# Task goal:
List every row below that contains the string "space", copying each matching row in full. Matching is case-sensitive.
##########
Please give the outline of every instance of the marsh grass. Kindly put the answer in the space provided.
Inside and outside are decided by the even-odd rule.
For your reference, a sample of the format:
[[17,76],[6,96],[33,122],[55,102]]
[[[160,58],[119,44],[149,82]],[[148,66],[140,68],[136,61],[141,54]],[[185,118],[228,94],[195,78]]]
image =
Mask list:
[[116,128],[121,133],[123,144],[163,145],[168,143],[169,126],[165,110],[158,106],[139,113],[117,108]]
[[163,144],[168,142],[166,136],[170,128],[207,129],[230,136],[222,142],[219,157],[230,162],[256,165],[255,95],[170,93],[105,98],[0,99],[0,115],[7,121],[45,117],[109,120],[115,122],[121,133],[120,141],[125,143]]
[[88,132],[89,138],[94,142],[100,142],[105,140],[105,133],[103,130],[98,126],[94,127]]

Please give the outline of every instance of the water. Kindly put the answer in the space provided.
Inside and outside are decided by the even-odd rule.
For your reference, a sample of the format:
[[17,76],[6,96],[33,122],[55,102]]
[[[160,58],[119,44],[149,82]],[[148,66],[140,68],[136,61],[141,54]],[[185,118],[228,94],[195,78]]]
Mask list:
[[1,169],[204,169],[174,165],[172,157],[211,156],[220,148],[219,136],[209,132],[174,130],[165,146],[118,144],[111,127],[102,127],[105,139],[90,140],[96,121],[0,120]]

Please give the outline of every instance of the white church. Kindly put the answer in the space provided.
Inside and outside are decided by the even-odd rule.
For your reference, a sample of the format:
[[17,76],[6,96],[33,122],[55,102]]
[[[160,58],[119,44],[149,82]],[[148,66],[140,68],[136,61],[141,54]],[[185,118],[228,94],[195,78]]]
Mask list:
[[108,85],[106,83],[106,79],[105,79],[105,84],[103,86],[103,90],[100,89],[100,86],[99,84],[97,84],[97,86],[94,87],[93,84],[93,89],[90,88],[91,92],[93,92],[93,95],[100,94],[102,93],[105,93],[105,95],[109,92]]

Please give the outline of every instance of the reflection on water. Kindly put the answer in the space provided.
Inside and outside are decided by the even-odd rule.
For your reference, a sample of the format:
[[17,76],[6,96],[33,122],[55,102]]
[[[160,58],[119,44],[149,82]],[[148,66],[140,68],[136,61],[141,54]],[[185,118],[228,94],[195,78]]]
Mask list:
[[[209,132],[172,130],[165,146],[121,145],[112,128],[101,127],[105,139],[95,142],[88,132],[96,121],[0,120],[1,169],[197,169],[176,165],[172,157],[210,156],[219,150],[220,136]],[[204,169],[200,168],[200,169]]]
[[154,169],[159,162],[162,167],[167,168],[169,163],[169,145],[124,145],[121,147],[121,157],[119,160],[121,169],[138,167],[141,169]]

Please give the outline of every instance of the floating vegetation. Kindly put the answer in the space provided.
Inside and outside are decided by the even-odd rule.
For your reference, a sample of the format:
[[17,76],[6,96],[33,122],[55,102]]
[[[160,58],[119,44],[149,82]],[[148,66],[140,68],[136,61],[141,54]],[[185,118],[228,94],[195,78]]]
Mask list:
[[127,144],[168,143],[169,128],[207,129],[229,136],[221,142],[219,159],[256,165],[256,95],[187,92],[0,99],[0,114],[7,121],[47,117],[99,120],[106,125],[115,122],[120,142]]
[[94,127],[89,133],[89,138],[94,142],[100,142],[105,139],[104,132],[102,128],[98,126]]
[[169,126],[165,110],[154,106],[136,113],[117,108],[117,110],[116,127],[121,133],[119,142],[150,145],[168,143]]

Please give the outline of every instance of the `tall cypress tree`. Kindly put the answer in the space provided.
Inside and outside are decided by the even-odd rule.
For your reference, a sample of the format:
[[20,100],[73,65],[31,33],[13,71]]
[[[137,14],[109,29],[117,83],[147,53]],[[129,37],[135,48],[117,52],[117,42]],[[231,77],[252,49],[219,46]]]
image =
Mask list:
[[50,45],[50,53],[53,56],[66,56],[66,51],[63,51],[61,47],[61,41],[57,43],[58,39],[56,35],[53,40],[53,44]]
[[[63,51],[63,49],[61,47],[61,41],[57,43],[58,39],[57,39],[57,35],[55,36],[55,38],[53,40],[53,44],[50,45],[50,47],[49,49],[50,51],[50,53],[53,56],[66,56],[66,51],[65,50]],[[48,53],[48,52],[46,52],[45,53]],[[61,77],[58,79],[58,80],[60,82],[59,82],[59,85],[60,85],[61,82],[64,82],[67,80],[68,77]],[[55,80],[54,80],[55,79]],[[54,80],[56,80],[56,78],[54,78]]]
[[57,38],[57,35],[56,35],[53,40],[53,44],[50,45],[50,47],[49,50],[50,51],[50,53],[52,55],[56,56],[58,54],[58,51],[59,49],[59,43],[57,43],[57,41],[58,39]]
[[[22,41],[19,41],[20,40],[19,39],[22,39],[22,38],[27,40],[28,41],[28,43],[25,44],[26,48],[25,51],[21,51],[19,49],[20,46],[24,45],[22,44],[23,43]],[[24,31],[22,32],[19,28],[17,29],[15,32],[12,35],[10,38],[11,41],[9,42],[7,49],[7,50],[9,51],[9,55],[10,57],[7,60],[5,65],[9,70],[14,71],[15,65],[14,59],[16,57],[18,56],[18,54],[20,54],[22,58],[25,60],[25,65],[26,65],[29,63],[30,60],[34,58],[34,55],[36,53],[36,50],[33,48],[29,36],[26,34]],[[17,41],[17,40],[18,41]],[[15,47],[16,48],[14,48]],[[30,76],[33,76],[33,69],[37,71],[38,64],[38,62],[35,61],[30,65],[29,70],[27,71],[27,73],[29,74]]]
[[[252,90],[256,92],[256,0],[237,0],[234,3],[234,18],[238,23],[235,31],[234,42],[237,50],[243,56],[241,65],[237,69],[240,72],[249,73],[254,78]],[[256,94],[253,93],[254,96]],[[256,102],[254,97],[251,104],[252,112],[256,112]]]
##########
# Complete response:
Please give the outline of every instance of the marsh grass. Kindly put the answer in the space provided.
Please give the outline of every instance of the water. Kindly put the answer in the space provided.
Please give the outline of every instance of the white church. Kindly put the answer in the space provided.
Please give the outline of every instance of the reflection on water. Kindly put the answer in the space provided.
Please give the outline of every instance of the floating vegetation. Kindly put the answer in the space provided.
Please give the outline of every instance of the `tall cypress tree`. Kindly put the answer in the space provided.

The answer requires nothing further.